TASK INSTRUCTIONS: Below are some records; find each line that carries the word "window" and copy it.
^^^^
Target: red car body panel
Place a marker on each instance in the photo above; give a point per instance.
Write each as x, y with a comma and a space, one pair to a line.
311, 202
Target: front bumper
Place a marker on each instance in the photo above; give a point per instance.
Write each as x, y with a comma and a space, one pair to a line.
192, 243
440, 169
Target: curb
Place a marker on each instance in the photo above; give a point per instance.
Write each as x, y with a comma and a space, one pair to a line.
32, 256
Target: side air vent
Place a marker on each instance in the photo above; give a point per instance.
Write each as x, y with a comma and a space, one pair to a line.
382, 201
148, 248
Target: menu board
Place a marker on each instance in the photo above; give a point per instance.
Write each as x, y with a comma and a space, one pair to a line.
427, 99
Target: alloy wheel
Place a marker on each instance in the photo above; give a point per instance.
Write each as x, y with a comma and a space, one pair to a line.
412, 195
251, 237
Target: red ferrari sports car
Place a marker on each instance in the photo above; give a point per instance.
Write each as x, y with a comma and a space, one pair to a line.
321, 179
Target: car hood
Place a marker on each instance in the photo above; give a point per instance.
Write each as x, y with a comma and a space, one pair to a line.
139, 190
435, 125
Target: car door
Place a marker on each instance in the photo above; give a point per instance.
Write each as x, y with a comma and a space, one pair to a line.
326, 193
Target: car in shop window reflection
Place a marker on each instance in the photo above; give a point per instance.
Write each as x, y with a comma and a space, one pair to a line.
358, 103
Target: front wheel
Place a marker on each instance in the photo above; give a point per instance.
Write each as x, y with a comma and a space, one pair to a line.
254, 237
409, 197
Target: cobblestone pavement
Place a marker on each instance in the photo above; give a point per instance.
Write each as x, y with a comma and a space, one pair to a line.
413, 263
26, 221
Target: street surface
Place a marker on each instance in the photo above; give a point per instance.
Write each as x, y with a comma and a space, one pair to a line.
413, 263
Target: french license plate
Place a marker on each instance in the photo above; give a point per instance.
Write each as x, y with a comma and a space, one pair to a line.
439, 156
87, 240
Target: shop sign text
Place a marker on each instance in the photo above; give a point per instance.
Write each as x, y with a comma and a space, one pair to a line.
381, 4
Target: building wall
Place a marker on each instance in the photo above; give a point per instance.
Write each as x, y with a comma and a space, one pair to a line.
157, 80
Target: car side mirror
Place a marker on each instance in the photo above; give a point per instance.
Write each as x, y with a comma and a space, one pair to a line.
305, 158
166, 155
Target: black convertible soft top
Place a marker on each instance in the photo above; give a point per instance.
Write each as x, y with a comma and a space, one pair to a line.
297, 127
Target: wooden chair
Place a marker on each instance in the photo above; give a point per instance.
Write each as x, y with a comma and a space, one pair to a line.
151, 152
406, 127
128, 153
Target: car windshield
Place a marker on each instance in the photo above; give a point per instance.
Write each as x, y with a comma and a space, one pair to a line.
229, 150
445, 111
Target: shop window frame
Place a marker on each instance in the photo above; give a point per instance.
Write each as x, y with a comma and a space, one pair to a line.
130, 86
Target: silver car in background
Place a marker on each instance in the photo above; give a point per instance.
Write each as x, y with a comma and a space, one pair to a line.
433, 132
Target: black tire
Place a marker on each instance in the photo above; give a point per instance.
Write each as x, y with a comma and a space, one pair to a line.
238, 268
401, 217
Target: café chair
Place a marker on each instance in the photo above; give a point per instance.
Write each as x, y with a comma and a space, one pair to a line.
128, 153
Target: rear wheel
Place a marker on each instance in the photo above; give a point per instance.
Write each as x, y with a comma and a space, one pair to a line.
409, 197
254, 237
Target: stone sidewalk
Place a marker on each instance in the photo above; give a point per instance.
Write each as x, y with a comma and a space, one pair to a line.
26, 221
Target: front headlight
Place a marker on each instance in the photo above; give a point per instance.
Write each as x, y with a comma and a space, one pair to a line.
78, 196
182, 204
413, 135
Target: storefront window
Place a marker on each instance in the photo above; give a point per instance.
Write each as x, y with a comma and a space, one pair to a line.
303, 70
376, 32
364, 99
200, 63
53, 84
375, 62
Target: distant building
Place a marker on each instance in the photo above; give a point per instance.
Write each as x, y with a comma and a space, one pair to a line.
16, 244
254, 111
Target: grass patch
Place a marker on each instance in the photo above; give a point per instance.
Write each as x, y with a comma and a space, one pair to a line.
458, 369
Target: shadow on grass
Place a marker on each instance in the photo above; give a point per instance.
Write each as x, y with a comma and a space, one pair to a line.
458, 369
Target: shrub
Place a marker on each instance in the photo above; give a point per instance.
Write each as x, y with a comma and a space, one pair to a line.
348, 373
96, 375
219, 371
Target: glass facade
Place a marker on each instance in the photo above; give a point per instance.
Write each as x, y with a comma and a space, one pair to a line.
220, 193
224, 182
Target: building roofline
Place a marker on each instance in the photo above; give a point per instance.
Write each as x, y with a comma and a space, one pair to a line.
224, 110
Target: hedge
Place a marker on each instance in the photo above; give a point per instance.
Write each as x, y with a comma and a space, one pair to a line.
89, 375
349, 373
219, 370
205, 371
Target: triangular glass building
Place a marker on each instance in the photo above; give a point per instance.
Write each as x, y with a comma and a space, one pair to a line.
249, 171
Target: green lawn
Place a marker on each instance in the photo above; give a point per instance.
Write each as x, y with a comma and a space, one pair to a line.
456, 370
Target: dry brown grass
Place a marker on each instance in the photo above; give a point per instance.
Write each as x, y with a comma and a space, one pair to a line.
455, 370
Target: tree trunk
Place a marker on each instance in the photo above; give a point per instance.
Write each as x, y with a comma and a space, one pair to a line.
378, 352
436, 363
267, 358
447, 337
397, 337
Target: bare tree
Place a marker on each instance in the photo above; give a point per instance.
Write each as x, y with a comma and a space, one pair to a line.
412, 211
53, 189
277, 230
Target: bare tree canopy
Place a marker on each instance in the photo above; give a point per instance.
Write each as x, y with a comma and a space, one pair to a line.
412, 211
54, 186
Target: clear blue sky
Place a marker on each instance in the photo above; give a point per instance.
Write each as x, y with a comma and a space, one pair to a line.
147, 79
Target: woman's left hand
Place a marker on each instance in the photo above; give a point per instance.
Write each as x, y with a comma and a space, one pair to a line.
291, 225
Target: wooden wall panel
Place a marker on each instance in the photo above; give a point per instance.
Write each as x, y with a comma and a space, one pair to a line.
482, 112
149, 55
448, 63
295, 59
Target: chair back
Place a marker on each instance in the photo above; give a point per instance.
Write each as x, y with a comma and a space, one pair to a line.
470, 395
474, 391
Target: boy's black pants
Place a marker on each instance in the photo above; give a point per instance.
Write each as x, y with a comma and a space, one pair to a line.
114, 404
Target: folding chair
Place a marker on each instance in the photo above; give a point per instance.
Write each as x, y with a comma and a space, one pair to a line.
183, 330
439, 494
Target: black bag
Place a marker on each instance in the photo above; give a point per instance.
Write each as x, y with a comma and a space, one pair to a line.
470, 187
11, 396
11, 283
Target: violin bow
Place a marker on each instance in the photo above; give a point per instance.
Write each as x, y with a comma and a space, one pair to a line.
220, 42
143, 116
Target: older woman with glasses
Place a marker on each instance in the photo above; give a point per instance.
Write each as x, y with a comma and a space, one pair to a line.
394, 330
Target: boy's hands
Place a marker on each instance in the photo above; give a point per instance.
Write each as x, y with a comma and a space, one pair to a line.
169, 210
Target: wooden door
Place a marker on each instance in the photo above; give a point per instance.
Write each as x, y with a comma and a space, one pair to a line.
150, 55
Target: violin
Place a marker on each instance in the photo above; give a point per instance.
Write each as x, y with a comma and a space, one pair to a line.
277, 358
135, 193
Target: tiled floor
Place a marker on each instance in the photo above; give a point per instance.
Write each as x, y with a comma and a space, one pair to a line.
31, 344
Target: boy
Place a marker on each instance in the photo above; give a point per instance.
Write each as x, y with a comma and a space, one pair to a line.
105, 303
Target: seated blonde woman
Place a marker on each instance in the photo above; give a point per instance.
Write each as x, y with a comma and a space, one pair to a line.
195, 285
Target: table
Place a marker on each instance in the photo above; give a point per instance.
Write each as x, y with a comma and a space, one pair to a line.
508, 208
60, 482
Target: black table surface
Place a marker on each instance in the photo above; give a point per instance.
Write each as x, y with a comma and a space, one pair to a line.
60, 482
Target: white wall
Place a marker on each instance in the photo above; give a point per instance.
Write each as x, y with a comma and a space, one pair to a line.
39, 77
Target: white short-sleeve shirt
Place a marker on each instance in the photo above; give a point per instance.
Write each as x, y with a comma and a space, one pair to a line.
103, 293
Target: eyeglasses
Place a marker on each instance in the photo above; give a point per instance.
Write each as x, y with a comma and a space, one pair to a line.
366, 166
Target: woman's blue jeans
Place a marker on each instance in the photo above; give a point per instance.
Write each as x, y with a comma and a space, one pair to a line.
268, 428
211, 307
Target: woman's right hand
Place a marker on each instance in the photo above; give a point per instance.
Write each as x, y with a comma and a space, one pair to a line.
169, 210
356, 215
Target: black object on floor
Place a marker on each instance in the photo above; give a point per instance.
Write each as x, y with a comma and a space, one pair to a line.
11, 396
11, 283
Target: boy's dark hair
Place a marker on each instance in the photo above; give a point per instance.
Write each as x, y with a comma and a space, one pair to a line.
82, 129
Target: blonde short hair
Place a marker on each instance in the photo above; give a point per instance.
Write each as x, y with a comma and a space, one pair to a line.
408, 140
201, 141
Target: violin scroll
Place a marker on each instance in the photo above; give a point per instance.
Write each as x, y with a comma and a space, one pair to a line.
^^^^
RESPONSE:
Target: car in shop window reflection
Target: shop window frame
Target: storefront window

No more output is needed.